■ **GIVEN EXERCISE**:
Reproduce the items below in full, swapping each occurrence of "result" for "output" and leaving everything else unchanged.
===== PROVIDED DATA =====
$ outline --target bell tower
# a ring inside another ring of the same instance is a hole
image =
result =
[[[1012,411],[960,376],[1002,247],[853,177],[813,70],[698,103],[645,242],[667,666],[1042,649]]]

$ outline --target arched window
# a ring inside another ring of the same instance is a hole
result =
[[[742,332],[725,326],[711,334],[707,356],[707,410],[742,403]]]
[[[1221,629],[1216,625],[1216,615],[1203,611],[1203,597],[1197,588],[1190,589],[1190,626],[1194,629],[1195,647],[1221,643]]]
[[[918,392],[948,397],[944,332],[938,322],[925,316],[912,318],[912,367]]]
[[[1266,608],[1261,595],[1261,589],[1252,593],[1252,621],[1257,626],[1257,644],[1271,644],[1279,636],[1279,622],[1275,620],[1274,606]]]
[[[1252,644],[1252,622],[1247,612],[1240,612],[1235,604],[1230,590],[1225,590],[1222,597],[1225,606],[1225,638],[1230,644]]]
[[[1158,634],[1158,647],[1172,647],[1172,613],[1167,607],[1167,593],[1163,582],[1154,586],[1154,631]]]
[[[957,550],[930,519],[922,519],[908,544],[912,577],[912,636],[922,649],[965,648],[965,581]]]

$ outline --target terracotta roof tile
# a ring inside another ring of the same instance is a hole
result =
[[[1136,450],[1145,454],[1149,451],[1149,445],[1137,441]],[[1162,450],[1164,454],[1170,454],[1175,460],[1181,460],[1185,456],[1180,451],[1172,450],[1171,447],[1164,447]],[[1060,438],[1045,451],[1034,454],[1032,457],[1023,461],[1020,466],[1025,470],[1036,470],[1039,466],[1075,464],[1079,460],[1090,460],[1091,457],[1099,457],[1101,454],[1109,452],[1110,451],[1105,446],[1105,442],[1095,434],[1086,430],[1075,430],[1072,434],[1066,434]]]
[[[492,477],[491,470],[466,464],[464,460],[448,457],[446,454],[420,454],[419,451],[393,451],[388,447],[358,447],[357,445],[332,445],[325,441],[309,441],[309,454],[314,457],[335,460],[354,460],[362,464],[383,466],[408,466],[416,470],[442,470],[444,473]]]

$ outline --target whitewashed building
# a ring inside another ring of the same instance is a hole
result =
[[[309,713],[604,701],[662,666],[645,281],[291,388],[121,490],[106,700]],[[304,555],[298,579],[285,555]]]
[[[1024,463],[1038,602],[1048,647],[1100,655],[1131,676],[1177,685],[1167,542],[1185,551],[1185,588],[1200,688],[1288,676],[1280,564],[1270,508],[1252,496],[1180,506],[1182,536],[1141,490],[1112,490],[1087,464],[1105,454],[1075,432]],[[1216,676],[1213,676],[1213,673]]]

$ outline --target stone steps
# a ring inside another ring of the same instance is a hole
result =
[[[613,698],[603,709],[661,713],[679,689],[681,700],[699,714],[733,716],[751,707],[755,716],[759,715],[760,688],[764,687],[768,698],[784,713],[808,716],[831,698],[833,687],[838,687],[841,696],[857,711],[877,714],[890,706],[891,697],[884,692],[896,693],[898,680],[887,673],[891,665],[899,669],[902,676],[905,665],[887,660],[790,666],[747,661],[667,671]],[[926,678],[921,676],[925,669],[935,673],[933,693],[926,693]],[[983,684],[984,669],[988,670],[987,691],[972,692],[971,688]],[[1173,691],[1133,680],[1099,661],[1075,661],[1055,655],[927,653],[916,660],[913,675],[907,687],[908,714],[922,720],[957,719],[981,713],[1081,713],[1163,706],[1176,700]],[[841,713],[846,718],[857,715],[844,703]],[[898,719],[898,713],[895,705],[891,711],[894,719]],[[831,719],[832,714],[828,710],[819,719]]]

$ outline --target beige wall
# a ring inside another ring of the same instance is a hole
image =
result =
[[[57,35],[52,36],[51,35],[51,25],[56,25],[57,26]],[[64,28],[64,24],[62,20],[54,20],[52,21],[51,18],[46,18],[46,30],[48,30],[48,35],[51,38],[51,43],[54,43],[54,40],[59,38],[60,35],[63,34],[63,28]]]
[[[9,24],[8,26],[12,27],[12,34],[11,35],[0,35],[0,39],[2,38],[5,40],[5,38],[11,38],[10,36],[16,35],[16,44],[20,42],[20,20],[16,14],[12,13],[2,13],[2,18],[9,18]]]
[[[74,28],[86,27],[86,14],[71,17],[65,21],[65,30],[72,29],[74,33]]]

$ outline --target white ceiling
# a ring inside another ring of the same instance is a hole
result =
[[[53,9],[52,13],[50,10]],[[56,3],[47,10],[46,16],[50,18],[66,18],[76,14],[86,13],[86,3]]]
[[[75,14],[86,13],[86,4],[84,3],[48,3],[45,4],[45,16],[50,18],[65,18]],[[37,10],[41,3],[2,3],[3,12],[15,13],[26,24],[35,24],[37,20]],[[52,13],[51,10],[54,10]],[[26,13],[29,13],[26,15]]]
=====
■ **RESULT**:
$ outline --target bell tower
# a ring inside another ring of the same instance is a hole
image =
output =
[[[1012,411],[960,376],[1002,247],[853,177],[813,70],[698,103],[645,242],[667,666],[1042,649]]]

$ outline --target arched window
# a ring inside another ring of the same instance is a hole
output =
[[[742,332],[725,326],[711,334],[707,356],[707,410],[742,403]]]
[[[1221,629],[1216,625],[1216,615],[1203,611],[1203,597],[1197,588],[1190,589],[1190,626],[1194,629],[1195,647],[1221,643]]]
[[[918,392],[948,397],[944,332],[938,322],[925,316],[912,318],[912,367]]]
[[[1266,608],[1261,595],[1261,589],[1252,593],[1252,621],[1257,626],[1257,644],[1271,644],[1279,636],[1279,622],[1275,620],[1274,606]]]
[[[1252,644],[1252,622],[1247,612],[1240,612],[1235,604],[1230,590],[1225,590],[1222,597],[1225,606],[1225,638],[1230,644]]]
[[[1158,634],[1158,647],[1172,647],[1172,613],[1167,607],[1167,593],[1163,582],[1154,586],[1154,631]]]
[[[957,550],[930,519],[922,519],[908,544],[912,577],[912,636],[922,649],[965,648],[965,581]]]

$ outline --target terracotta roof tile
# a ring inside another ring of the same instance is a hole
output =
[[[1136,450],[1145,454],[1149,451],[1149,445],[1137,441]],[[1162,450],[1164,454],[1170,454],[1175,460],[1181,460],[1185,456],[1180,451],[1172,450],[1171,447],[1164,447]],[[1060,438],[1045,451],[1034,454],[1032,457],[1023,461],[1020,466],[1025,470],[1036,470],[1039,466],[1075,464],[1079,460],[1090,460],[1091,457],[1099,457],[1101,454],[1109,452],[1110,451],[1105,446],[1105,442],[1095,434],[1086,430],[1075,430],[1072,434],[1066,434]]]
[[[492,477],[491,470],[466,464],[464,460],[448,457],[446,454],[420,454],[419,451],[393,451],[388,447],[358,447],[357,445],[332,445],[325,441],[309,441],[309,454],[314,457],[335,460],[354,460],[362,464],[383,466],[408,466],[416,470],[442,470],[444,473]]]

$ outline --target whitewashed building
# a ring inside another ring of the same instance is a hole
output =
[[[309,713],[604,701],[662,666],[645,281],[291,388],[121,490],[106,700]],[[304,555],[298,579],[285,555]]]
[[[1024,463],[1038,602],[1048,647],[1100,655],[1131,676],[1177,685],[1167,542],[1185,551],[1185,588],[1200,688],[1288,676],[1280,564],[1270,508],[1252,496],[1180,506],[1182,536],[1141,490],[1112,490],[1087,464],[1105,454],[1075,432]],[[1216,676],[1213,676],[1213,673]]]

$ outline --target stone steps
# a ring inside another ring of the same instance is a hole
output =
[[[613,698],[603,709],[661,713],[679,689],[681,700],[699,714],[733,716],[751,707],[755,716],[759,715],[760,688],[764,687],[768,698],[784,713],[808,716],[831,698],[833,687],[838,687],[841,696],[857,711],[877,714],[890,706],[891,697],[884,692],[896,693],[898,680],[887,673],[891,665],[899,669],[902,676],[905,665],[887,660],[790,666],[747,661],[667,671]],[[926,678],[921,676],[925,669],[935,673],[933,693],[926,693]],[[983,684],[984,669],[988,670],[987,691],[972,692],[971,688]],[[1173,691],[1133,680],[1099,661],[1075,661],[1055,655],[927,653],[916,660],[913,675],[907,687],[908,714],[922,720],[957,719],[981,713],[1081,713],[1163,706],[1176,700]],[[841,713],[846,718],[857,715],[844,703]],[[898,719],[898,713],[895,705],[891,711],[894,719]],[[831,719],[832,714],[828,710],[819,719]]]

$ outline --target beige wall
# a ring inside another ring of the same instance is a hole
image =
output =
[[[57,35],[52,36],[51,35],[51,25],[56,25],[57,26]],[[64,28],[64,24],[62,20],[54,20],[52,21],[51,18],[46,18],[46,30],[48,30],[48,35],[51,38],[51,43],[54,43],[54,40],[59,38],[60,35],[63,34],[63,28]]]
[[[9,24],[8,26],[12,27],[12,34],[11,35],[0,35],[0,39],[2,38],[5,40],[5,38],[11,38],[10,36],[16,35],[16,44],[20,42],[20,20],[16,14],[12,13],[2,13],[2,18],[9,18]]]
[[[74,28],[86,27],[86,14],[71,17],[65,21],[65,30],[72,29],[74,33]]]

$ outline --target white ceiling
# a ring inside another ring of the same instance is a hole
output =
[[[53,9],[52,13],[50,10]],[[56,3],[47,10],[46,16],[50,18],[66,18],[76,14],[86,13],[86,3]]]
[[[75,14],[86,13],[86,4],[84,3],[48,3],[45,4],[45,16],[50,18],[65,18]],[[37,10],[41,3],[2,3],[3,12],[15,13],[26,24],[35,24],[37,20]],[[52,13],[51,10],[54,10]],[[26,13],[29,13],[26,15]]]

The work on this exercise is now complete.